▸ **EXERCISE DATA**:
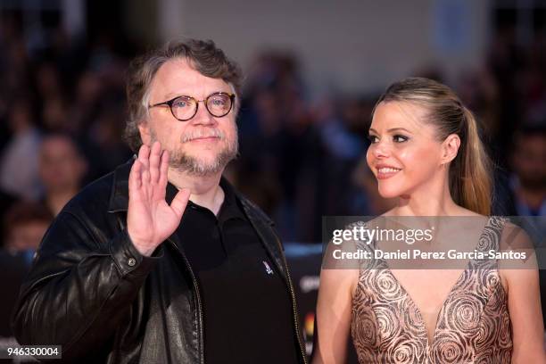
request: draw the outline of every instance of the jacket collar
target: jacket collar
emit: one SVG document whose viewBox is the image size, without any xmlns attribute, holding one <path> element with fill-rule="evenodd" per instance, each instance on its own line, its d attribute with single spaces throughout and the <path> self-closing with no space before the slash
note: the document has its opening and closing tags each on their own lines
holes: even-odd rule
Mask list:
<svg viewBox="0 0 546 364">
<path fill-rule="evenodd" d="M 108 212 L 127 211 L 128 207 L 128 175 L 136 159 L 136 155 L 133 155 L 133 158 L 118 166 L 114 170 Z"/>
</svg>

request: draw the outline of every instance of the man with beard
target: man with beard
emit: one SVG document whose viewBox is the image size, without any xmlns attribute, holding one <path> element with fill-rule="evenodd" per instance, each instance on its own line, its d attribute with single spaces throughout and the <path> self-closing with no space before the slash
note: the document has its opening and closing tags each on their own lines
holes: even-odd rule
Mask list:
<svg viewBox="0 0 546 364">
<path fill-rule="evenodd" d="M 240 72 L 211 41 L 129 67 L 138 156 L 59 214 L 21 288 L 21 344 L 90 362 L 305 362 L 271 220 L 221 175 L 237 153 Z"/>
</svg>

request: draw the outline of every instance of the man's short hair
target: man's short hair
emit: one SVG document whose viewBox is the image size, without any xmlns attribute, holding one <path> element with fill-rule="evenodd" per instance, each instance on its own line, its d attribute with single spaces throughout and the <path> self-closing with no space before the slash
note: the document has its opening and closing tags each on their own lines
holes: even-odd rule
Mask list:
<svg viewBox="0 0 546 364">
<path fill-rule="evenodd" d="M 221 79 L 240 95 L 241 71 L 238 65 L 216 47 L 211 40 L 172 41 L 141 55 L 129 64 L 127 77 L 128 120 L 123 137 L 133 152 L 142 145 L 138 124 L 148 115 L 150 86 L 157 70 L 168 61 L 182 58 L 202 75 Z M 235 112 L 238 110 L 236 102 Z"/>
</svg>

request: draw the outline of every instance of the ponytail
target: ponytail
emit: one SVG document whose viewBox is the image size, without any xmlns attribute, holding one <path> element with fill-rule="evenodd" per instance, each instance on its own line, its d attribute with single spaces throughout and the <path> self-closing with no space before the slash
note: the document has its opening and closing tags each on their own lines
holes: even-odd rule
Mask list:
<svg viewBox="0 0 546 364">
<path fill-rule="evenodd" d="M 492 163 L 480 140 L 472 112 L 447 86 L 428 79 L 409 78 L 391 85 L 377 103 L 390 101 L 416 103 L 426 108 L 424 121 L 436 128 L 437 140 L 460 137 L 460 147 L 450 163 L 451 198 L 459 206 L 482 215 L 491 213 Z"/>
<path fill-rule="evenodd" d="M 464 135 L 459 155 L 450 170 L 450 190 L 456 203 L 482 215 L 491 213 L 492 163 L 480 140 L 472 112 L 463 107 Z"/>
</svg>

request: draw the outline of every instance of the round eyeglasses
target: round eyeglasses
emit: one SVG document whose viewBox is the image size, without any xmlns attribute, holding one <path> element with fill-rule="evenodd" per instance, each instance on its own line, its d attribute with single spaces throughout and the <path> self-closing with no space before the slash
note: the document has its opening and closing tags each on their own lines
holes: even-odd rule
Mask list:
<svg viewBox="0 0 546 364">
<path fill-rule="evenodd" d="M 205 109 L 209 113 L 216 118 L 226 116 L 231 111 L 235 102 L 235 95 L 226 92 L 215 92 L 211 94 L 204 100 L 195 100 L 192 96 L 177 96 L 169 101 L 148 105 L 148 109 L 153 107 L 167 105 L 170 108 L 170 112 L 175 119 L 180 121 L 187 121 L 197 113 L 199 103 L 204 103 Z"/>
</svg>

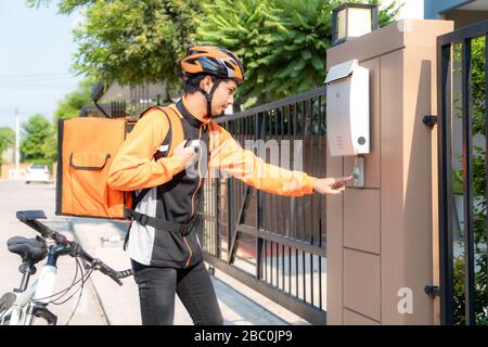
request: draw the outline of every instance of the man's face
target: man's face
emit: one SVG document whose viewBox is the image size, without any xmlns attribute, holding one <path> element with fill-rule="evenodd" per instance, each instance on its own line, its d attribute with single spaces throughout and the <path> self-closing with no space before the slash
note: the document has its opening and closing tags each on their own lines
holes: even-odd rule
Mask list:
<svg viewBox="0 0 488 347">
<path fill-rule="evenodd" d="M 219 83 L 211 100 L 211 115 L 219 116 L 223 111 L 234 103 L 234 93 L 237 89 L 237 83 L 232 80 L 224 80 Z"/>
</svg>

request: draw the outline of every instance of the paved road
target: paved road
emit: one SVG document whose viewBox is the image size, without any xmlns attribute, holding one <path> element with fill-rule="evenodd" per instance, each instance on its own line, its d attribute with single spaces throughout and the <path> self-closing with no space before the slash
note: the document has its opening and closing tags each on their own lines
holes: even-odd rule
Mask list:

▸ **WORK TO COMPLETE**:
Count the lines of the data above that contain the string "target", and reply with the number only.

▸ **EXPECTED OUTPUT**:
7